> _PROBLEM_
Extract all of the entries and give them again, word for word.

(DATA FOR THIS TASK begins)

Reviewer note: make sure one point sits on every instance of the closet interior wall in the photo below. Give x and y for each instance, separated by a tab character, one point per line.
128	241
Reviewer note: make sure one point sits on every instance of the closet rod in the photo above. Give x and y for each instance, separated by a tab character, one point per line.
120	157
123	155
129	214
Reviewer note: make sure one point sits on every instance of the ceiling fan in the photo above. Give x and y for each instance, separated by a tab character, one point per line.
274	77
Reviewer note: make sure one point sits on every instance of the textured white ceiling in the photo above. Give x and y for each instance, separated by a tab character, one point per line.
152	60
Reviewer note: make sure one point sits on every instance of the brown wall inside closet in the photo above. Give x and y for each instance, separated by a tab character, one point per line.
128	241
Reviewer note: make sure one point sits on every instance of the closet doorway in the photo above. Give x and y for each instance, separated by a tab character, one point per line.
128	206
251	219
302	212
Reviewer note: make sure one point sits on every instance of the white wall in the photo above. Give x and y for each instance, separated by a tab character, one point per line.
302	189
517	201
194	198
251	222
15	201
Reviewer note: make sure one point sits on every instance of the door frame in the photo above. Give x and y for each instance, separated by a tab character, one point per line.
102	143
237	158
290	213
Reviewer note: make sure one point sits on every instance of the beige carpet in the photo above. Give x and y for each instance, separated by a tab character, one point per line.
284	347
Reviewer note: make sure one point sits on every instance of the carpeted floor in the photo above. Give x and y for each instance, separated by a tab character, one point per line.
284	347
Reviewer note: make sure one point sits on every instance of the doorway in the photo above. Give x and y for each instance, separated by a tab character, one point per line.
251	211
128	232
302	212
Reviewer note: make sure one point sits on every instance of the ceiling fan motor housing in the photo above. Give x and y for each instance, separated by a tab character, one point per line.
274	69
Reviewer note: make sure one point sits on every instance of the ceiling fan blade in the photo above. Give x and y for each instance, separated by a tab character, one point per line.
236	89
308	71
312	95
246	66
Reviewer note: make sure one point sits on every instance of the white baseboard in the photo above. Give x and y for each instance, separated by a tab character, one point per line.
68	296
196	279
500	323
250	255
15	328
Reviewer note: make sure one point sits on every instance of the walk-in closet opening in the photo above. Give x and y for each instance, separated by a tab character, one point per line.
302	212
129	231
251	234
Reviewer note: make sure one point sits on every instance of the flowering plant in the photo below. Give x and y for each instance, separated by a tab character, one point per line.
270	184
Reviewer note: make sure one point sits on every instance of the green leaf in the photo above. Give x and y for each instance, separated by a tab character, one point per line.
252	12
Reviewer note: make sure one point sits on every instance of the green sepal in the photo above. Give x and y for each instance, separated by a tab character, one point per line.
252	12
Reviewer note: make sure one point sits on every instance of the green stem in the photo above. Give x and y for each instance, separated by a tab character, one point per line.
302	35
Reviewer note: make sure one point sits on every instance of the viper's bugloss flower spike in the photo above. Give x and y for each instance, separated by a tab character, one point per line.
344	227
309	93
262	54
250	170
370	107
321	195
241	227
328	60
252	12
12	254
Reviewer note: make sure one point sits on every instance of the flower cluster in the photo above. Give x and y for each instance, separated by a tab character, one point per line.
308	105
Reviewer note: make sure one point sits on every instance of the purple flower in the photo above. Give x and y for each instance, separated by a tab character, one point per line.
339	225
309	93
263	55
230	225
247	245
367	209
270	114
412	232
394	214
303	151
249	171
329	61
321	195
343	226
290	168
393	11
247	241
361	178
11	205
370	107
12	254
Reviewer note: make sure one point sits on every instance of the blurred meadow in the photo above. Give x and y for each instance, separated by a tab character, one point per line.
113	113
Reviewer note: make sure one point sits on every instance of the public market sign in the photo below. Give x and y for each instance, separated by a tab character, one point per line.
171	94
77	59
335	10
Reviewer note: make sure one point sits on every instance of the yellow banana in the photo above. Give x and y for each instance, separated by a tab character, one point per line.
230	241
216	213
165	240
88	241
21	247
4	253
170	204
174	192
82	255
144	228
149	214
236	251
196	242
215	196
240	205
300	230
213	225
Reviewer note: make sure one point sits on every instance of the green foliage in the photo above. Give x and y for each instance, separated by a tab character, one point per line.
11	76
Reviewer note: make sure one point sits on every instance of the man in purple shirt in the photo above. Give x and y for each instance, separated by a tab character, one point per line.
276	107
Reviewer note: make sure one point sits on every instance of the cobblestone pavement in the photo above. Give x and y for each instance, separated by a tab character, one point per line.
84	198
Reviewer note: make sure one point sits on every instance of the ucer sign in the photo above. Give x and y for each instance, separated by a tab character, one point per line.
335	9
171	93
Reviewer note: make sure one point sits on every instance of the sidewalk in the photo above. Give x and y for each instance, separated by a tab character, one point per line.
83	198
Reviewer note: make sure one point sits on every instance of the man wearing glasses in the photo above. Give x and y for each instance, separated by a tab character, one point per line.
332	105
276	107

(DATA FOR THIS TASK ends)

> _OUTPUT FOR THIS TASK_
Reviewer note: make sure one point sits on every instance of the closet interior wall in the photo below. Give x and y for each instance, separated by a tab character, one point per line.
128	241
Reviewer note: make sure one point sits on every instance of the closet rod in the photo above. Give x and y for each instance, separated by a tab character, one point per line.
120	157
123	155
129	214
Reviewer note: make sure one point sits on every instance of the ceiling fan in the photo above. Give x and y for each instance, separated by a tab character, one point per line.
274	77
Reviewer note: make sure one point sits on every instance of the textured white ceiling in the photo above. Give x and y for each instance, separated by a tab character, one point per line.
152	60
Reviewer note: make sure one point sits on every instance of the brown wall inside closet in the photo above. Give x and y for each instance, separated by a tab character, one point per line.
128	241
Reviewer note: make sure one point sits on every instance of the closet doorway in the photo above. Give x and y for each instance, separated by a tab character, one point per line.
128	206
251	219
302	212
Reviewer note: make sure one point sits on every instance of the white wall in the photo above. Give x and y for each instance, separated by a tab character, one point per line.
302	189
517	201
194	198
251	222
15	201
Reviewer note: make sure one point sits on every instance of the door frame in the photo above. Give x and y for each instance, separated by a tab character, one point per line.
102	143
237	158
290	213
Reviewer note: make sure one point sits on every instance of the beige carpet in the photo above. Give x and y for each instance, separated by a tab character, one point per line.
284	347
Reviewer note: make sure one point sits on every instance of the carpeted floor in the photo above. Give x and y for each instance, separated by a tab character, one point per line.
284	347
Reviewer note: make sure one point sits on every instance of the doorway in the photo above. Give x and y for each instance, separated by a tab character, one point per line.
251	211
128	232
302	212
Reviewer note: make sure one point sits on every instance of the ceiling fan motor housing in the photo above. Give x and y for each instance, separated by a tab character, one point per line.
274	69
Reviewer note: make sure one point sits on every instance of the ceiling fan blade in the photo above. Give x and y for each instance, separated by a tab character, one point per line.
236	89
308	71
312	95
246	66
Reviewer note: make sure one point sits on every instance of the white baseboard in the photo above. Give x and y for each instance, separated by a tab character, one point per line.
68	296
196	279
500	323
250	255
15	328
Reviewer note: make sure one point sits on every instance of the walk-in closet opening in the photo above. Give x and y for each instance, separated by a tab character, one point per line.
302	212
129	231
251	234
Reviewer note: make sure one point sits on every instance of the flowering plant in the photo below. Give x and y for each instance, separated by a tab character, one point per line.
270	184
Reviewer note: make sure one point sits on every instance of the green leaf in the photo above. Give x and y for each instance, separated by a tab character, one point per line.
252	12
Reviewer note: make sure one point sits on every instance of the green sepal in the photo above. Give x and y for each instance, separated by a tab character, one point per line.
252	12
Reviewer note: make sure one point sits on every instance of the green stem in the photo above. Give x and y for each instance, separated by a tab character, one point per line.
302	35
Reviewer note: make sure one point sits on every instance of the viper's bugloss flower spike in the photo above. Give x and y for each instance, separated by a tab character, one point per line.
344	227
309	93
262	54
250	170
370	107
321	195
241	227
328	60
252	12
12	254
Reviewer note: make sure one point sits on every instance of the flower cluster in the photo above. Give x and y for each instance, separated by a tab character, one point per line.
308	105
Reviewer note: make sure one point sits on every instance of the purple flower in the photo above. Give x and y for each instance, separated by a tab character, one point per line.
339	225
309	93
263	55
230	225
247	245
367	209
270	114
412	232
394	214
303	151
249	171
329	61
321	195
343	226
290	168
393	11
247	241
361	178
11	205
370	107
12	254
Reviewer note: make sure one point sits on every instance of the blurred meadow in the photo above. Give x and y for each instance, separated by a tab character, one point per line.
113	113
Reviewer note: make sure one point sits on every instance of the public market sign in the photo below. Give x and y for each instance, separated by a tab character, one point per line.
171	94
77	59
335	10
Reviewer note: make sure one point sits on every instance of the yellow banana in the photo above. Give x and y for each instance, separated by a tab character, one point per line.
230	241
216	213
165	240
88	241
21	247
4	253
170	204
174	192
82	255
144	228
149	214
236	251
196	242
215	196
240	205
300	230
213	225
Reviewer note: make sure one point sits on every instance of the green foliage in the photo above. Give x and y for each instance, separated by a tab character, one point per line.
11	76
Reviewer note: make sure one point sits on every instance of the man in purple shirt in the photo above. Give x and y for each instance, separated by a tab character, one point per line.
276	107
Reviewer note: make sure one point sits on every instance of the cobblestone pavement in the photo above. Give x and y for each instance, separated by a tab character, one point per line.
84	198
Reviewer note: make sure one point sits on every instance of the ucer sign in the photo above. Give x and y for each instance, separated by a tab character, one point per line.
335	9
171	93
Reviewer note: make sure one point sits on every instance of the sidewalk in the photo above. Give x and y for each instance, separated by a tab character, one point per line.
83	198
Reviewer note: make sure one point sits on every instance of the man wearing glasses in the photo above. Give x and y for each instance, separated by a tab character, one point per line.
332	105
276	107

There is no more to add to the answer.